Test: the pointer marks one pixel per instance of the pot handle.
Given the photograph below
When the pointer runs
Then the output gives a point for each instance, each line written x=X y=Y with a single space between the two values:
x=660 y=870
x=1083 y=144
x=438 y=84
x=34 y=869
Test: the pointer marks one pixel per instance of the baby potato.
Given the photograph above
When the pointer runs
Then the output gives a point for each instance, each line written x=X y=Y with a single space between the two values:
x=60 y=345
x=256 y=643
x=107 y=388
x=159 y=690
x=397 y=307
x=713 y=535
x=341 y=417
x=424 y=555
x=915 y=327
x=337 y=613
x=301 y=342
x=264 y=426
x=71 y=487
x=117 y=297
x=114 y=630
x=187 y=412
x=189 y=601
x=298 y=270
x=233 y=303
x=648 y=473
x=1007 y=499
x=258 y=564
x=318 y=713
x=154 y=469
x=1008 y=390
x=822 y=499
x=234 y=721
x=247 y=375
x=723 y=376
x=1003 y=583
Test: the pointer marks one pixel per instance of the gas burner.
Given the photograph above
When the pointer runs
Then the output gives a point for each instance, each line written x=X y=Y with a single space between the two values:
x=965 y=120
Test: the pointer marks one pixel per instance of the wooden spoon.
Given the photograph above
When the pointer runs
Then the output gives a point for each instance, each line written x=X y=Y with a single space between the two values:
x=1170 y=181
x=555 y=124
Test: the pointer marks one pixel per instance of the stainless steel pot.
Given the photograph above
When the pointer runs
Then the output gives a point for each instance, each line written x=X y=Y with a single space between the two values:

* * * * *

▶ [PROBLEM TO WORK ON] Please print the listing above again, line for line, without changing anything.

▶ [REPLY TO THE EXERCISE]
Test: the pointer marks one pixel per instance of the pot handle.
Given the photograph below
When the pointer runs
Then the output gives a point for each instance, each line written x=X y=Y with a single space between the two values:
x=660 y=870
x=1083 y=144
x=438 y=84
x=34 y=869
Test: the pointer marks one pixel per instance of the baby potato.
Given the photograph above
When the pointer runs
Then the output gives a point for each instance, each line written x=X y=Y with a single space between the two values:
x=60 y=345
x=256 y=643
x=107 y=388
x=159 y=690
x=397 y=307
x=713 y=535
x=341 y=417
x=424 y=555
x=915 y=327
x=337 y=613
x=301 y=342
x=264 y=426
x=71 y=487
x=117 y=297
x=114 y=630
x=187 y=412
x=189 y=601
x=298 y=270
x=233 y=303
x=648 y=473
x=1007 y=499
x=258 y=564
x=318 y=713
x=154 y=469
x=1008 y=390
x=822 y=499
x=234 y=721
x=247 y=375
x=723 y=376
x=1003 y=583
Test: the pointer marks one pixel per instance of the gas burner.
Given the photograph above
When the pointer runs
Then the output gives a point for each instance, each line written x=X y=Y with a single space between the two values:
x=965 y=120
Test: the pointer marks one pixel per instance of the wooden spoon.
Given the photograph above
When the pointer runs
Then the output gives a point for each instance, each line written x=X y=Y with a single space between the two values:
x=1170 y=181
x=555 y=124
Test: the pointer marks one pixel per instance of the stainless steel pot.
Given the photograph above
When the pointer runs
Then the output gives a point for each instance, each line written x=X y=Y with a single space between the two values:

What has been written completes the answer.